═══ Given text ═══

The vivaciously undead-jazz man Jon Armstrong had a wee chat with us recently, and this is how it went...

All About Jazz: Hello Jon, how are you doing today?

Jon Armstrong: Hello, things are really good right now, there are lots of exciting people around, it's been really nice.

AAJ: I interviewed trumpeter Daniel Rosenboom a few months ago.

JA: Yeah, he's a good friend and a frequent collaborator.

AAJ: Would be good to hear about your background leading up to your relationship with the Orenda Records label via Slumgum.

JA: In a nutshell, since I've been in LA I've focussed most of my time on developing the quartet Slumgum.

AAJ: Are you the originator of that quartet?

JA: Actually, all four of us are. It just started from us playing together, we tried to improvise together, bringing in original music, and seeing what we could do with standards. What seemed to be the best part about it is that all four of us have a pretty unique perspective on music to bring to the group. So we all made a conscious decision to not let any one person's view on music dominate. We were very curious to see how it would develop organically. We did a lot of touring, I'd say from 2008-2013.

AAJ: You've done a lot of touring, it's nice to have that unity for such a long time, to develop as a group.

JA: Yeah, each batch of tunes that would come in were totally different. We also got to a great place where people felt comfortable bringing in sketches. We just tried things out because we were performing so much because we were on the road. We could really let things manifest between all four of us, so no one's ego took centre stage. That was a blast. Sometimes I talk about it in past tense because our pianist moved to Vancouver, Canada.

═══ Data lines ═══

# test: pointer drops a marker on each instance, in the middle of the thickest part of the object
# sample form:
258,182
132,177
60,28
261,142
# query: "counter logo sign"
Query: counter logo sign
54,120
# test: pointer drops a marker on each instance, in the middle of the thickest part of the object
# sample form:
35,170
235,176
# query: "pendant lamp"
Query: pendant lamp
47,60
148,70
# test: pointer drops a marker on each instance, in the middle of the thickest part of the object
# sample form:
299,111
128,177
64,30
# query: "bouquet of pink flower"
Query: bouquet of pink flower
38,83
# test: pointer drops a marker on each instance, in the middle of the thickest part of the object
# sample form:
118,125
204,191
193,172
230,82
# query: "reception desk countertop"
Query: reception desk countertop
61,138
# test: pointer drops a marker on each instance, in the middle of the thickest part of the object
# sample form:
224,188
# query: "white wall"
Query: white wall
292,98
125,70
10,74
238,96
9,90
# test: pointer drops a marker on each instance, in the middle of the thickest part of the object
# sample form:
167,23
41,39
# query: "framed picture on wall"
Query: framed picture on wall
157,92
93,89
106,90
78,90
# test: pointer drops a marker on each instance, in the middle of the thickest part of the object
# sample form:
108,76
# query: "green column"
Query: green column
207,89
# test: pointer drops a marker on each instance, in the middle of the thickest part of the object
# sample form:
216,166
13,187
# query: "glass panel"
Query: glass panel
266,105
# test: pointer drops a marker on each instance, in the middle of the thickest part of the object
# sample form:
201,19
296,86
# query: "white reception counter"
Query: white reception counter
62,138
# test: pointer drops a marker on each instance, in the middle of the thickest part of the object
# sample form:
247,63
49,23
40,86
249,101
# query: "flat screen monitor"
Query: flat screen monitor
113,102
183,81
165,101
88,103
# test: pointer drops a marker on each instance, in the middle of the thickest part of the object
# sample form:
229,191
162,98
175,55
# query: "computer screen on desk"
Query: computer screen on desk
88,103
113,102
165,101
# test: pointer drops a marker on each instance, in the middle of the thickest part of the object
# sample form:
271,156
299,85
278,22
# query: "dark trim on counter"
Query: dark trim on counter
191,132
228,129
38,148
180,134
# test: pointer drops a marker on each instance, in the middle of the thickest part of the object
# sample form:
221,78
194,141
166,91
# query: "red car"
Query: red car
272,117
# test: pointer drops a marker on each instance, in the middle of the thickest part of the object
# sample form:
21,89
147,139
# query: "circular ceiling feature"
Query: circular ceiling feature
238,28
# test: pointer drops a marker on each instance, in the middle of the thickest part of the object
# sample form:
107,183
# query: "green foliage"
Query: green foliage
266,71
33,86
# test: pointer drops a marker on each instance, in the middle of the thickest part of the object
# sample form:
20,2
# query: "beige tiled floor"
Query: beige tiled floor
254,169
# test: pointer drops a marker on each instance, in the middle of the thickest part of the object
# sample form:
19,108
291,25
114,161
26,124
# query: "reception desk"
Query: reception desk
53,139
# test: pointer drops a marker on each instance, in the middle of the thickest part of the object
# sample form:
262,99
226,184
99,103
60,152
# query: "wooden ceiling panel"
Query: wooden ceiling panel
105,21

═══

**Set task 1**
List every place named in the Jon Armstrong interview.
**Set task 2**
In the Jon Armstrong interview, echo the wording from "All About Jazz: Hello" up to and including "been really nice.".
**Set task 3**
Proceed with the Jon Armstrong interview from where it stops.
The material placed after the Jon Armstrong interview is separate from it.

**Written response 1**
LA
Vancouver
Canada

**Written response 2**
All About Jazz: Hello Jon, how are you doing today?

Jon Armstrong: Hello, things are really good right now, there are lots of exciting people around, it's been really nice.

**Written response 3**
AAJ: Ah he's the guy with the crazy piano in your YouTube videos...

JA: Yeah right, that wasn't actually his, it belonged to a venue that has since gone---The Royal T's Café. It's great. It was a decent piano and certainly a work of art. That was a funky Californian fusion/Japanese restaurant. The best part was it was being booked by Rocco Sumazi who does the Angel City Jazz Festival—he used to book music in Oakland, at a place called Duende. He's basically been an incredibly important music agent and booker in LA for about a decade.

AAJ: In the same vein as Joon Lee.

JA: Exactly, absolutely. And right around the time Rocco moved to Oakland the Blue Whale and Joon Lee really took centre stage in LA. The two of them are very good friends. Rocco in fact booked a lot of music at the Blue Whale to start with, I'm sure Joon learned a lot from that experience.

AAJ: Just thinking there's some Buddhist connection, nice philosophy to have, fusion between trying things out, food, music etc.

JA: I would agree, Rocco and Joon are kindred spirits in that way, they think very highly about the experience aspect of music which is not talked about so much. People always talk about how hip or how fast or how ingenious a player can be, always considering the history of the development of the music or star power. But both of them always, regardless of someone's reputation, will sit and give it a really good experience and ask what journey is this band taking me on, that's at the centre of both of their passion, which is very Buddhist.

AAJ: Nice way to be, as a member of the clientele, you can trust the programming, it's fun to listen to, nice newness to it.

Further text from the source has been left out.